Arnsberg/Siegen. . Im Juli 2011 hat das Siegener Landgericht einen damals 25-Jährigen wegen einer Vergewaltigung zu drei Jahren Haft verurteilt. Mittlerweile stellte sich jedoch heraus, dass der Mann an Wahnvorstellungen litt. Das Landgericht Arnsberg hob das Siegener Urteil nun auf.

In einem Wiederaufnahmeverfahren hat das Landgericht Arnsberg ein Urteil des Landgerichts Siegen vom Juli 2011 aufgehoben. Ein unter einer schweren psychischen Erkrankung leidender 27-jähriger Siegener wurde vom Vorwurf der Vergewaltigung freigesprochen, weil er zum Tatzeitpunkt schuldunfähig war. Die Unterbringung in den Maßregelvollzug (Forensik) musste aus Gründen der Verhältnismäßigkeit nicht angeordnet werden. Das Landgericht Siegen hatte dies im November 2012 in einem weiteren Verfahren um eine Sexualstraftat des Angeklagten bereits getan.

* [Auszüge der Auflistung]:
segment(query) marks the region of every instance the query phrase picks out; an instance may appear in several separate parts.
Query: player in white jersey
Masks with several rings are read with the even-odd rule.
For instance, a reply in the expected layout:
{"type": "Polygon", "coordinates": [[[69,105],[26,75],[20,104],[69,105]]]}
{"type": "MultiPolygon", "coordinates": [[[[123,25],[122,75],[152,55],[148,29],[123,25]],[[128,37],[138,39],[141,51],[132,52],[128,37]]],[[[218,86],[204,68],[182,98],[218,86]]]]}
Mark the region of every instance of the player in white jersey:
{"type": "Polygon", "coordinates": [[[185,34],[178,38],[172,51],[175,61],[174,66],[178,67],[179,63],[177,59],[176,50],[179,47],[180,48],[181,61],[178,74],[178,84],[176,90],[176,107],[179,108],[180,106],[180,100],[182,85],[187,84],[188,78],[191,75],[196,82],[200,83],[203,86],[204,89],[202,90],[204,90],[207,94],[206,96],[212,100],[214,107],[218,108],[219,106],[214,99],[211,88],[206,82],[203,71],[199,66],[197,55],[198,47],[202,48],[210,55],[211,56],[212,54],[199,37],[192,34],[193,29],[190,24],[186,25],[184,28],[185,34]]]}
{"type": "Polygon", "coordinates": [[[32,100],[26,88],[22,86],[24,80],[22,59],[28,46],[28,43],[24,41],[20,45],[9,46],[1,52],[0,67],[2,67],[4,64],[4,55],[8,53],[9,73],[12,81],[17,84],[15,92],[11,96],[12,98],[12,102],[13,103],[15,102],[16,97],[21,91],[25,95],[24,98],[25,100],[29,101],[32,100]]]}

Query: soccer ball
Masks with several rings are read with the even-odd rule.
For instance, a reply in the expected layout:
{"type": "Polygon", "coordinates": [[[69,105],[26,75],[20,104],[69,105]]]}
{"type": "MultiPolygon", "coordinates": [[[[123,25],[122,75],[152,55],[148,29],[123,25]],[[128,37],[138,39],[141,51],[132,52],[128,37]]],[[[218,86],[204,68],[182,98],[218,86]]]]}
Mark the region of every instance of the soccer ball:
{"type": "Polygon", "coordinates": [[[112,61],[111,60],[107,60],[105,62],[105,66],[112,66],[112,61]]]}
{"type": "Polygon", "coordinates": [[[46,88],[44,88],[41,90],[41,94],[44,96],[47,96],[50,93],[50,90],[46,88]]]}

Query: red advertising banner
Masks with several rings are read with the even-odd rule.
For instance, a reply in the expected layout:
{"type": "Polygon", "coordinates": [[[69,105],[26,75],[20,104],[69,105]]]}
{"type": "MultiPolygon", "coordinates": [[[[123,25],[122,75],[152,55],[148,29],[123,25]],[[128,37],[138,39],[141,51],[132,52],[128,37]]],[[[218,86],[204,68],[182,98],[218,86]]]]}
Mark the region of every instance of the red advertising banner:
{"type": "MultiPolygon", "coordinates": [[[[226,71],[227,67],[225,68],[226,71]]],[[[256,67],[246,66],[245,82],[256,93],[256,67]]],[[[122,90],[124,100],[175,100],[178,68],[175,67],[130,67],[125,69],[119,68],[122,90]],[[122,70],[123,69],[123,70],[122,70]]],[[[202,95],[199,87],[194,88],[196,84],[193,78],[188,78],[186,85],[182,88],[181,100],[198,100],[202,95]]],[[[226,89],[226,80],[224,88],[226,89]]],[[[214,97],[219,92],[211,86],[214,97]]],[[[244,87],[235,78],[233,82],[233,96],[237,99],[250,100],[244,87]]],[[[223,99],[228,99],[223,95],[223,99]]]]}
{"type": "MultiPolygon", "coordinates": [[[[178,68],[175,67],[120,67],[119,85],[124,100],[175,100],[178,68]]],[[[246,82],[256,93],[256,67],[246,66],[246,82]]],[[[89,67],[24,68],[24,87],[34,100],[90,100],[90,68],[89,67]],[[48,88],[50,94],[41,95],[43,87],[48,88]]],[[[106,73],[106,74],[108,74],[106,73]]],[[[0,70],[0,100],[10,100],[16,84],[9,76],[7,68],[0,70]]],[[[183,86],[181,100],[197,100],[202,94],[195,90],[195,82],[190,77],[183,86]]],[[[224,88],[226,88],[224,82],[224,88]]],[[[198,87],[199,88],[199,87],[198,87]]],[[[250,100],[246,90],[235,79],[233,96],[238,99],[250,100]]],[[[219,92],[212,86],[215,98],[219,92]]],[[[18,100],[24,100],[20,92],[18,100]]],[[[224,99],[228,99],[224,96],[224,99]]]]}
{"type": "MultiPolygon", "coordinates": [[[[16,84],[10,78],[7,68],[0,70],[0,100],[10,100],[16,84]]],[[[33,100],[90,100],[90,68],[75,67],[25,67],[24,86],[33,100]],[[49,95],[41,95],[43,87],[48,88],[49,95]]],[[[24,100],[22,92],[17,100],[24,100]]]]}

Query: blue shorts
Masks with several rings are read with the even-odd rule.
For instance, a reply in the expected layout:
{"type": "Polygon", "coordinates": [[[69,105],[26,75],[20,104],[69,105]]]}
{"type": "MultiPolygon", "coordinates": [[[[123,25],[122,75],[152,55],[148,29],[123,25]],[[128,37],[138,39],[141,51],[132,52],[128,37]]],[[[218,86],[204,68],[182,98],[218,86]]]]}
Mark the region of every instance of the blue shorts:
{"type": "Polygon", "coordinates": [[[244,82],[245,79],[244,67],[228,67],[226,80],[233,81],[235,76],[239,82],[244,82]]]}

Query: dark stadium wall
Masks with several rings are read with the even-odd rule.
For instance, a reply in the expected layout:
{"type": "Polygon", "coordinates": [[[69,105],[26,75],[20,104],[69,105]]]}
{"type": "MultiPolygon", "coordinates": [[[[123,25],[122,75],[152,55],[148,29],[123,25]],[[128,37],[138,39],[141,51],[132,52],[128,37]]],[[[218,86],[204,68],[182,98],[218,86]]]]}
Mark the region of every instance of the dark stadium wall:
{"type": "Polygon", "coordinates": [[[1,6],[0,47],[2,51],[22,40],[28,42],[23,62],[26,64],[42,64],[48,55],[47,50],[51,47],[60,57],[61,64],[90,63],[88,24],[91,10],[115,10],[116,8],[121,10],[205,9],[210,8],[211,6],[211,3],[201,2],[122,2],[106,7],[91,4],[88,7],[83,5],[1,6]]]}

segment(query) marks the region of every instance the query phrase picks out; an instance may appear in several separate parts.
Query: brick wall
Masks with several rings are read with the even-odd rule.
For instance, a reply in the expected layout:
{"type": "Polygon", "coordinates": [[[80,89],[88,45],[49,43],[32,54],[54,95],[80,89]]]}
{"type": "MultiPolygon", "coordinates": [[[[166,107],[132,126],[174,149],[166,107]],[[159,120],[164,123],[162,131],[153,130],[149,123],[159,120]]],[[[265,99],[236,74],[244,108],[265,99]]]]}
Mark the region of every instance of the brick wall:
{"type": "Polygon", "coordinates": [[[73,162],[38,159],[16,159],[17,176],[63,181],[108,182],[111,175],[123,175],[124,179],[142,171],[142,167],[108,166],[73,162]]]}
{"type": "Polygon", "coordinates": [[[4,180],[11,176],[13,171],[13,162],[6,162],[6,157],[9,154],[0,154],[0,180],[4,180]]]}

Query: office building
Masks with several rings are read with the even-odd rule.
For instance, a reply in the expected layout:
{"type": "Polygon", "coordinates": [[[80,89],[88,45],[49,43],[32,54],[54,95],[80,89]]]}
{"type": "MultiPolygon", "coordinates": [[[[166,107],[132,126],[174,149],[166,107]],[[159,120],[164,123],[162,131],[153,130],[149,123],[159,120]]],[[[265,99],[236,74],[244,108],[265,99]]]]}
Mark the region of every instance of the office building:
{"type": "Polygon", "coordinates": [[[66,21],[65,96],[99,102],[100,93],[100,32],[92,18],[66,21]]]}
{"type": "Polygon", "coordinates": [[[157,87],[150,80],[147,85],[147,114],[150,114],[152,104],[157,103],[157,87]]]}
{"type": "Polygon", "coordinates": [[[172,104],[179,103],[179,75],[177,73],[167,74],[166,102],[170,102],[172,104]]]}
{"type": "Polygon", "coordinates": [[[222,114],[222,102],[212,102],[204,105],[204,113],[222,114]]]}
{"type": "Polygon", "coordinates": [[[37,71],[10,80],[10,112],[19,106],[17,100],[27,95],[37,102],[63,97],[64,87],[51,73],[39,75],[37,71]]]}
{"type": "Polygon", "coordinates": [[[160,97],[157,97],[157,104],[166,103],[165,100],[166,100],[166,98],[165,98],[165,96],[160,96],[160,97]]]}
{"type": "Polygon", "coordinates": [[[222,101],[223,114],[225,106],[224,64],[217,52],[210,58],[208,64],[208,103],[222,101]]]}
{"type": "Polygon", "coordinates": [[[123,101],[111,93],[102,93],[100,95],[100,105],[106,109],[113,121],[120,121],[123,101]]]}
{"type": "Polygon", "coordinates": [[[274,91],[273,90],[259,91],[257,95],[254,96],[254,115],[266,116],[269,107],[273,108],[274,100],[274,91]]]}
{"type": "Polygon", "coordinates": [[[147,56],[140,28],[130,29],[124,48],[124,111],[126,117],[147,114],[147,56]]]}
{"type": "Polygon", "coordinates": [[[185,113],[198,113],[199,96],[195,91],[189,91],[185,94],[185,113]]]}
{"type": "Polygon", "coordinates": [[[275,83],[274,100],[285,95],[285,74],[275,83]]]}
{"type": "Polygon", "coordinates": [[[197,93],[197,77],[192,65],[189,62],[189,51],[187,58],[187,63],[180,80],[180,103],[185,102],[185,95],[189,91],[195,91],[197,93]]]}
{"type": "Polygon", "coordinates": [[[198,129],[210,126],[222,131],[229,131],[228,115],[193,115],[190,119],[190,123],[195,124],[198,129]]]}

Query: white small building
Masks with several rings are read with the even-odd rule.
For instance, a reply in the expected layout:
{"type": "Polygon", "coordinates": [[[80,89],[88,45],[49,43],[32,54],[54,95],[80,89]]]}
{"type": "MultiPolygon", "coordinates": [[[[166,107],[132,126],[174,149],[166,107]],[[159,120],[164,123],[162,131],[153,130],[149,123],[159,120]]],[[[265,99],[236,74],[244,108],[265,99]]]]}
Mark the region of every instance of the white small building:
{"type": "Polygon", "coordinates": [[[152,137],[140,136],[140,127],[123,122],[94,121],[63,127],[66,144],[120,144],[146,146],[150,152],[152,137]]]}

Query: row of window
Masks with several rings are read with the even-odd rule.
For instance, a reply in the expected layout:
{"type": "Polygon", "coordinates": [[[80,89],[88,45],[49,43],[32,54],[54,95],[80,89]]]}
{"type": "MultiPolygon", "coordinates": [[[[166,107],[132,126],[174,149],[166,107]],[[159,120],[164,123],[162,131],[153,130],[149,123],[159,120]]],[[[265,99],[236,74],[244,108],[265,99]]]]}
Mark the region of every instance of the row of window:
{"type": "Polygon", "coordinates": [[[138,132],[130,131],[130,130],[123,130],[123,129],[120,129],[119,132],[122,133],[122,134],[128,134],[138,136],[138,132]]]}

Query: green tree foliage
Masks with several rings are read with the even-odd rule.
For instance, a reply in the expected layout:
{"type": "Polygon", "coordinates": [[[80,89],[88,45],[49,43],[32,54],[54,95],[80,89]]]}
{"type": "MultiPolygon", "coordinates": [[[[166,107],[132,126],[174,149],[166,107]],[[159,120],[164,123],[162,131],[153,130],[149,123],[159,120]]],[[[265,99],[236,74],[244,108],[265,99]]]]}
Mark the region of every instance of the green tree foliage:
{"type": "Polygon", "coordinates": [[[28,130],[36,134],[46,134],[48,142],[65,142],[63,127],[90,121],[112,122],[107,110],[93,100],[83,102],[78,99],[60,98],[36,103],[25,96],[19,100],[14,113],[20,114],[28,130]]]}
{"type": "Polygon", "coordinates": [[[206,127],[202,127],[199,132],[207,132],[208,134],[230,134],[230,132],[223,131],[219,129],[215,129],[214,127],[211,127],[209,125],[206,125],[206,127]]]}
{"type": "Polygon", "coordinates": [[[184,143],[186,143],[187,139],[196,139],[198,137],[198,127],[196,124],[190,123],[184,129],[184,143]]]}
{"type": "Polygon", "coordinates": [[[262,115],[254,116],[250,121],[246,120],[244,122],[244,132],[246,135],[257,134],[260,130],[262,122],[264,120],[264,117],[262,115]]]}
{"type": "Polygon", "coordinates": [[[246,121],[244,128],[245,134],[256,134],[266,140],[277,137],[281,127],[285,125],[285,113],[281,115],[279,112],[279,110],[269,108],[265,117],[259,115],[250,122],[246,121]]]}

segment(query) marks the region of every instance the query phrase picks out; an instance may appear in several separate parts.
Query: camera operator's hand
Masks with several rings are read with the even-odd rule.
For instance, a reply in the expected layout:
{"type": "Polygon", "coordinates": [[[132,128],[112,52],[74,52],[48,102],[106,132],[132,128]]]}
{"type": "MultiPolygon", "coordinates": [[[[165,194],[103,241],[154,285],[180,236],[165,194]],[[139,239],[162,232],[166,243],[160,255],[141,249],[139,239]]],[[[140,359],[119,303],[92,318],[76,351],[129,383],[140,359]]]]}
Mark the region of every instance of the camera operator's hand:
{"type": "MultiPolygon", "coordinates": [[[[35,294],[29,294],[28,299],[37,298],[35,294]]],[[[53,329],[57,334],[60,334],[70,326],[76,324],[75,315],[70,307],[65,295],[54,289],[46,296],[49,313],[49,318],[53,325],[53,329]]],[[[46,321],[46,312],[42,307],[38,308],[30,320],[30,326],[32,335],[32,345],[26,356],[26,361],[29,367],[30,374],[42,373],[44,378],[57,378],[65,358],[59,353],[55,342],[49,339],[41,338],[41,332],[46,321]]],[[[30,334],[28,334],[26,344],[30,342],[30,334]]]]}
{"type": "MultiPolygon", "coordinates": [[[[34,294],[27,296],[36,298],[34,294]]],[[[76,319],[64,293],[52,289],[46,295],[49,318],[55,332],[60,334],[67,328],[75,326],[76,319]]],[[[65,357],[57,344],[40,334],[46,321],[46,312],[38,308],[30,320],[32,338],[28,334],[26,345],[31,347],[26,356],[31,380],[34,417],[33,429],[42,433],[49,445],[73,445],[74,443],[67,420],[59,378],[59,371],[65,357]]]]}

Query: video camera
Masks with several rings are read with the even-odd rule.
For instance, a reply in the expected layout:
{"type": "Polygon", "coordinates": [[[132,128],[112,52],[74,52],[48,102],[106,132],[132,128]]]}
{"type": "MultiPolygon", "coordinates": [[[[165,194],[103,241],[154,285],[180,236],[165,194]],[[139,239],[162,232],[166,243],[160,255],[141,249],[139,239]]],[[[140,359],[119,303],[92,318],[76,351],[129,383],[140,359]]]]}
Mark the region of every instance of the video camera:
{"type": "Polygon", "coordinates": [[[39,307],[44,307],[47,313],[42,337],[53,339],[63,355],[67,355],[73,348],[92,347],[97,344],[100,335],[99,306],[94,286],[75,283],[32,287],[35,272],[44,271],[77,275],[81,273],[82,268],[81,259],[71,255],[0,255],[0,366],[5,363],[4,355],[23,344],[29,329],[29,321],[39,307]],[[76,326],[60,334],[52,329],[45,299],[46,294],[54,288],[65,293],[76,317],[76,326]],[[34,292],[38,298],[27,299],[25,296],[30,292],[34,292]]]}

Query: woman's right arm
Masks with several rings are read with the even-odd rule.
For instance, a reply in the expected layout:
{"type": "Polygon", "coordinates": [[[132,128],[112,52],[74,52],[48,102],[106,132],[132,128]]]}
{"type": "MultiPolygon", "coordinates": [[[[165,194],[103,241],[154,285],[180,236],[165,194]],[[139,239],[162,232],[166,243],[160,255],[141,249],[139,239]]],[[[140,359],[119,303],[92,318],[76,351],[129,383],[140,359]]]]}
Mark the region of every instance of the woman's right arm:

* [Aufgabenstellung]: Führen Sie den Bericht über das Wiederaufnahmeverfahren nach seinem letzten Satz fort. Die Auflistung ist eigenständiges Material und gehört nicht zum Bericht über das Wiederaufnahmeverfahren.

* [Schriftliche Antwort]:
Wie ferngesteuert gefühlt

Apathisch sitzt der Siegerländer auf der Arnsberger Anklagebank und beantwortet kurz und knapp die Fragen des Vorsitzenden Richters Willi Erdmann. Ja, die Medikamente, die er in der Klinik für forensische Psychiatrie erhält, wirkten sich positiv aus: „Ich bin ruhiger.“ Dann nimmt er Bezug auf die ihm zur Last gelegte Tat vom März 2011. „Ich habe mich wie ferngesteuert gefühlt“, sagt er mit langsamer Stimme. „Ich wusste nicht, wie mir geschah.“

In der Nähe des Hermelsbacher Friedhofs hatte der junge Mann eine damals 65 Jahre alte Siegenerin überfallen und in ein Gebüsch gezerrt. Das Opfer leidet bis heute unter den traumatischen Ereignissen. Die 2. Große Strafkammer erspart der Rentnerin eine Zeugenaussage. Auch weil der psychiatrische Gutachter Dr. Michael Mattes (Dortmund) in seinem Gutachten zu einem eindeutigen Ergebnis kommt: Der 27-Jährige ist schwer erkrankt, er leidet unter einer paranoiden halluzinatorischen Psychose. Seine Steuerungsfähigkeit war zum Tatzeitpunkt aufgehoben.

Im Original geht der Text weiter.